Stated task:
The records that follow should be retyped word for word.

Data:
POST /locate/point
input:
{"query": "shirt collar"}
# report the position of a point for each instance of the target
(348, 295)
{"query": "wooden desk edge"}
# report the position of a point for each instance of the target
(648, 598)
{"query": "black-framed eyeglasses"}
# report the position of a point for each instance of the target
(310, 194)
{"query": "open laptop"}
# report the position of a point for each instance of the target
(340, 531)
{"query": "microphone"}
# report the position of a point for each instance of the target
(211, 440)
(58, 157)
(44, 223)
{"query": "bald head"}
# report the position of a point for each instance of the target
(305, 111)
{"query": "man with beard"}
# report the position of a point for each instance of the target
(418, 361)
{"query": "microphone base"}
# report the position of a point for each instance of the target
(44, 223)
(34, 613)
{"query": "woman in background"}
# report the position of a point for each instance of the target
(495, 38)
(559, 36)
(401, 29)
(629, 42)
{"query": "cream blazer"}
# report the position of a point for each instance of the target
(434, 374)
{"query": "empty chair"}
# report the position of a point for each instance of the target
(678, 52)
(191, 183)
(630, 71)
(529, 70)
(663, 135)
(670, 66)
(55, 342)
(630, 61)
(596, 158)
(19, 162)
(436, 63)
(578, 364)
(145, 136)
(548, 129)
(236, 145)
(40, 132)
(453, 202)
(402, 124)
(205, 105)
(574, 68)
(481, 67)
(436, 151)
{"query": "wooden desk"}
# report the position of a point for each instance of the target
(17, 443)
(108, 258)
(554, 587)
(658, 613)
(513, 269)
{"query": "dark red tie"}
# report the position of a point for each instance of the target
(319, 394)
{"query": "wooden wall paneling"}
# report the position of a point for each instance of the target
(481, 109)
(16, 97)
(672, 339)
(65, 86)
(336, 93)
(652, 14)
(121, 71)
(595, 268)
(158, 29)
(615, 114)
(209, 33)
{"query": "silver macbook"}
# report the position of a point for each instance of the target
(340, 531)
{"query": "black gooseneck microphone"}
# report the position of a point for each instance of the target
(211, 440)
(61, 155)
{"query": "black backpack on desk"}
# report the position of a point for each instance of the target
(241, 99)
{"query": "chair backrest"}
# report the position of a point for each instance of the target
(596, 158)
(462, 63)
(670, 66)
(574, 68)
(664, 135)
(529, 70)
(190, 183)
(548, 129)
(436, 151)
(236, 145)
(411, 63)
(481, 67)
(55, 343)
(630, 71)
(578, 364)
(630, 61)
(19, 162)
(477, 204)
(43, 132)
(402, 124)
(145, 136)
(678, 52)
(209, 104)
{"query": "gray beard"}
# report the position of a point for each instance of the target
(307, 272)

Exercise response:
POST /locate/point
input:
{"query": "shirt collar"}
# report the position of a point for each instance of the target
(348, 295)
{"query": "wooden desk edge"}
# report the position of a point for each instance of the target
(648, 598)
{"query": "black-framed eyeglasses"}
# report the position of a point for each instance of the target
(310, 194)
{"query": "open laptop"}
# report the position of a point for each instance of the target
(340, 531)
{"query": "microphone"}
# report the position of a point for each instance of the target
(211, 440)
(58, 157)
(44, 223)
{"query": "bald head"}
# report the position of a point for each instance of the target
(305, 111)
{"query": "man with beard"}
# report the position of a point for each instance of the target
(418, 361)
{"query": "microphone base"}
# report the position of a point for each instance of the target
(44, 223)
(34, 613)
{"query": "woman in background"}
# report the position of a point for each instance of the target
(495, 38)
(559, 36)
(401, 29)
(629, 42)
{"query": "cream blazer"}
# report the position of a point for each instance of the target
(434, 374)
{"query": "empty chair"}
# report the position of a point for each instance of the target
(678, 52)
(191, 183)
(630, 71)
(529, 70)
(663, 135)
(670, 66)
(55, 342)
(630, 61)
(596, 158)
(19, 162)
(436, 63)
(578, 364)
(145, 136)
(548, 129)
(236, 145)
(40, 132)
(453, 202)
(402, 124)
(205, 105)
(574, 68)
(481, 67)
(436, 151)
{"query": "wooden desk"}
# report the position of a point for each instance of the target
(17, 443)
(108, 258)
(554, 587)
(658, 613)
(513, 269)
{"query": "dark red tie"}
# report the position of a point for each instance of the target
(319, 394)
{"query": "wooden wall paneling"}
# report the position of a point for each instance of the target
(481, 109)
(16, 97)
(672, 339)
(65, 86)
(336, 93)
(652, 14)
(121, 71)
(595, 268)
(158, 29)
(615, 114)
(209, 33)
{"query": "silver macbook"}
# report the position of a point for each instance of the target
(340, 531)
{"query": "black gooseneck microphone"}
# report the position of a point for each instance of the target
(211, 440)
(61, 155)
{"query": "black backpack on desk"}
# report the position of a point for each instance of the target
(241, 99)
{"query": "chair backrest"}
# report the position of a point for each instance of the target
(596, 158)
(462, 63)
(670, 66)
(574, 68)
(664, 135)
(529, 70)
(190, 183)
(548, 129)
(436, 151)
(236, 145)
(411, 63)
(481, 67)
(55, 343)
(630, 71)
(578, 364)
(630, 61)
(19, 162)
(477, 204)
(43, 132)
(402, 124)
(145, 136)
(678, 52)
(209, 104)
{"query": "gray beard"}
# report the position of a point for each instance of the target
(307, 272)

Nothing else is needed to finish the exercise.